Material for the task:
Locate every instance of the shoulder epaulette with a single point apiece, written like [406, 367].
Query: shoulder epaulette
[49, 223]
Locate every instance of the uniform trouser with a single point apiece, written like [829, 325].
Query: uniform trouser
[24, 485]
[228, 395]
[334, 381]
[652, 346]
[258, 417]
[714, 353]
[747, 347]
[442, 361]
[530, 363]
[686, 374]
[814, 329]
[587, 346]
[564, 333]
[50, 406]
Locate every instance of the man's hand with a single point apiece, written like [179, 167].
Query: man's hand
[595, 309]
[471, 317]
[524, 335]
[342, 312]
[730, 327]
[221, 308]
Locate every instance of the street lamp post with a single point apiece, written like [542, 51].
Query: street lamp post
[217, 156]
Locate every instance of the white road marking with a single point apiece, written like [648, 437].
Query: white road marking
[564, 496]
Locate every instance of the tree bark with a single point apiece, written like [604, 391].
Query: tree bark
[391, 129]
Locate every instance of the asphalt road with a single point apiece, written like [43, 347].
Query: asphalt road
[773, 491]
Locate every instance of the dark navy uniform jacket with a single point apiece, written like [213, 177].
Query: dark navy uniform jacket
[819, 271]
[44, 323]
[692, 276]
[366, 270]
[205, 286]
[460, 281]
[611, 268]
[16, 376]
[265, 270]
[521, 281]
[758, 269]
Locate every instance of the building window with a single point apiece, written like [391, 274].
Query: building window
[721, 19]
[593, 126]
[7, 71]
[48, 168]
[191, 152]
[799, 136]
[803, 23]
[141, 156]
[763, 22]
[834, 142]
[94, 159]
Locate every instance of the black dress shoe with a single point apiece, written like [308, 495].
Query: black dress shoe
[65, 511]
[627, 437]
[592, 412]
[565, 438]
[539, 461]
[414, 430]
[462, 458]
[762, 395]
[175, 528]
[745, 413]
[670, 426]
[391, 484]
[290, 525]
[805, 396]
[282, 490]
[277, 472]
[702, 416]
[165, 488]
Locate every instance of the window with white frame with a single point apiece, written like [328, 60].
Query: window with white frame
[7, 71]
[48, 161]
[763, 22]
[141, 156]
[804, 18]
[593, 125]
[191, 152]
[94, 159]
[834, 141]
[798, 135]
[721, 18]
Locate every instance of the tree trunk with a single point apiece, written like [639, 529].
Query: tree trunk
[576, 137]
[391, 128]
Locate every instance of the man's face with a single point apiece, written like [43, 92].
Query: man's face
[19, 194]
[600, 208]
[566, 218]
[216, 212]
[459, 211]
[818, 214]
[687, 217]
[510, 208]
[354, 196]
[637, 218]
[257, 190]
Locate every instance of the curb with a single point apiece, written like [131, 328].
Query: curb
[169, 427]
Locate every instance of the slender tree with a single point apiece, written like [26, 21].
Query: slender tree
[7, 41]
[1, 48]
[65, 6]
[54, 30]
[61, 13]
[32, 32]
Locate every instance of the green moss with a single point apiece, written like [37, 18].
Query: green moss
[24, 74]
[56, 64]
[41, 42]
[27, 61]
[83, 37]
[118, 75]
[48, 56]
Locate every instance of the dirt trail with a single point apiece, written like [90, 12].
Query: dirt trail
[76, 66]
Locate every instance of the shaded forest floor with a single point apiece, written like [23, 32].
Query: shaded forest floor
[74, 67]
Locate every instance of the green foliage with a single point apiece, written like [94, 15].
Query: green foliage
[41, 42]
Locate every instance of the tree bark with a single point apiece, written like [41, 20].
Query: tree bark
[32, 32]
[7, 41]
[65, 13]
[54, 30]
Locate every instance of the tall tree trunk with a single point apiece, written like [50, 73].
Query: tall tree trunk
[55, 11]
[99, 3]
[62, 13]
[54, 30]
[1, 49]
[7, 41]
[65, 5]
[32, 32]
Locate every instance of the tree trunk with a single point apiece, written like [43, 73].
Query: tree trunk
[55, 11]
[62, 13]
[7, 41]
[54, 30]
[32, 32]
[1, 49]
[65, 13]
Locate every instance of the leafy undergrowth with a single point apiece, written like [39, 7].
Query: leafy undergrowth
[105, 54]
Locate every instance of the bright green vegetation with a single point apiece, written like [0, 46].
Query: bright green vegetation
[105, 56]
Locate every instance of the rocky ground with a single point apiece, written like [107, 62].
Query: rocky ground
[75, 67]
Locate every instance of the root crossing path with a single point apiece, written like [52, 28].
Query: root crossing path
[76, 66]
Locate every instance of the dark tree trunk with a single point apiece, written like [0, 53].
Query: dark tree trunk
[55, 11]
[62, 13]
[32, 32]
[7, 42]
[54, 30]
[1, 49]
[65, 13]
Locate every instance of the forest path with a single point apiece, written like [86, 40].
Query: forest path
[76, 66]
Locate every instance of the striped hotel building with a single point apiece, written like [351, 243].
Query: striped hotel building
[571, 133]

Work instruction:
Please copy the material exactly, line for line.

Response to the task:
Locate every instance of the shoulder epaulette with a single point apiece, written like [406, 367].
Query: shoulder epaulette
[49, 223]
Locate every instance of the uniform trouser with a single point apiece, written like [829, 325].
Query: uniform trouser
[24, 485]
[228, 395]
[334, 381]
[652, 346]
[258, 417]
[714, 353]
[747, 347]
[442, 361]
[530, 363]
[686, 374]
[814, 329]
[587, 346]
[564, 333]
[50, 406]
Locate every instance of the man's hand with a single point apiece, written like [179, 167].
Query: man's hand
[595, 309]
[471, 317]
[524, 335]
[342, 312]
[730, 327]
[221, 308]
Locate every instance of the street lamp post with a single point apiece, written like [542, 51].
Query: street lamp post
[217, 156]
Locate every instance of the white road marking with a single point apiece, written like [648, 437].
Query: white road marking
[564, 496]
Locate every instance of the tree bark with a single point apiece, written like [604, 391].
Query: tree bark
[391, 129]
Locate every instance of the asphalt road with a single point apiece, written like [43, 347].
Query: asphalt road
[773, 491]
Locate every instance of the dark navy uniform jacket with a single point apiece, written like [213, 177].
Query: dark navy uniform jacket
[819, 271]
[44, 323]
[692, 276]
[366, 270]
[205, 286]
[460, 281]
[611, 268]
[16, 376]
[265, 270]
[521, 281]
[758, 269]
Locate every instance of the building window with a single point apiece, written like [391, 274].
Query: building window
[721, 19]
[593, 126]
[7, 71]
[48, 168]
[191, 152]
[799, 136]
[803, 23]
[141, 156]
[763, 22]
[834, 142]
[94, 159]
Locate every instance of the black dress shoe with a single point apiece, written like [308, 495].
Query: black dress shoe
[65, 511]
[627, 437]
[592, 412]
[565, 438]
[539, 461]
[414, 430]
[462, 458]
[762, 395]
[175, 528]
[745, 413]
[670, 426]
[391, 484]
[290, 525]
[805, 396]
[282, 490]
[277, 472]
[702, 416]
[165, 488]
Locate every instance of the window with white frame with a single point apiece, written like [328, 60].
Query: window with white frame
[7, 71]
[48, 161]
[763, 22]
[141, 156]
[804, 18]
[593, 125]
[191, 152]
[94, 159]
[834, 141]
[798, 135]
[721, 18]
Locate every instance of the tree trunk with a single point apiece, written like [639, 529].
Query: tree trunk
[576, 137]
[391, 128]
Locate every instance of the man's face with a single point apiece, written like [43, 92].
Query: man's face
[19, 194]
[600, 208]
[566, 218]
[216, 212]
[459, 211]
[818, 214]
[687, 217]
[510, 208]
[354, 196]
[637, 218]
[257, 190]
Locate every instance of the curb with a single point apiece, written like [131, 328].
Query: curb
[169, 427]
Locate every instance of the slender tree with a single point apiece, written like [26, 21].
Query: slender tree
[7, 41]
[1, 48]
[65, 6]
[54, 30]
[61, 13]
[32, 32]
Locate every instance of the green moss with a single point apiece, written like [37, 18].
Query: green moss
[24, 74]
[56, 64]
[41, 42]
[27, 61]
[83, 37]
[118, 75]
[48, 56]
Locate every instance of the dirt trail with a single point apiece, written like [90, 12].
Query: dirt trail
[76, 66]
Locate every instance of the shaded forest floor with a single point apiece, written like [23, 32].
Query: shaded forest floor
[74, 67]
Locate every instance of the green foliage with a single point apiece, written like [94, 15].
Query: green foliage
[41, 42]
Locate every instance of the tree bark with a single point apiece, written like [41, 20].
Query: tree bark
[32, 32]
[7, 41]
[65, 13]
[54, 30]
Locate every instance of the tall tree trunk with a single point apiece, written like [50, 73].
Query: tall tree trunk
[55, 11]
[99, 3]
[62, 13]
[54, 30]
[1, 49]
[7, 41]
[65, 5]
[32, 32]
Locate every instance of the tree trunk with a single point apiece, written like [43, 73].
Query: tree trunk
[55, 11]
[62, 13]
[7, 41]
[54, 30]
[32, 32]
[1, 49]
[65, 13]
Locate every instance of the leafy undergrowth with a single point apiece, written like [39, 7].
Query: leafy undergrowth
[105, 54]
Locate every instance of the bright green vegetation with a single point apiece, written like [0, 46].
Query: bright green vegetation
[105, 56]
Locate every instance of the rocky ground with a single point apiece, written like [107, 62].
Query: rocky ground
[75, 67]
Locate every instance of the root crossing path with a single point apiece, written like [52, 28].
Query: root crossing path
[76, 66]
Locate every instance of the dark tree trunk with a single point apiece, written like [0, 53].
Query: dark tree trunk
[55, 11]
[62, 13]
[32, 32]
[7, 42]
[54, 30]
[1, 49]
[65, 13]
Locate every instance of the forest path with a single point apiece, written like [86, 40].
Query: forest path
[76, 66]
Locate every instance of the striped hotel building with a single point apiece, written like [351, 243].
Query: striped hotel building
[571, 133]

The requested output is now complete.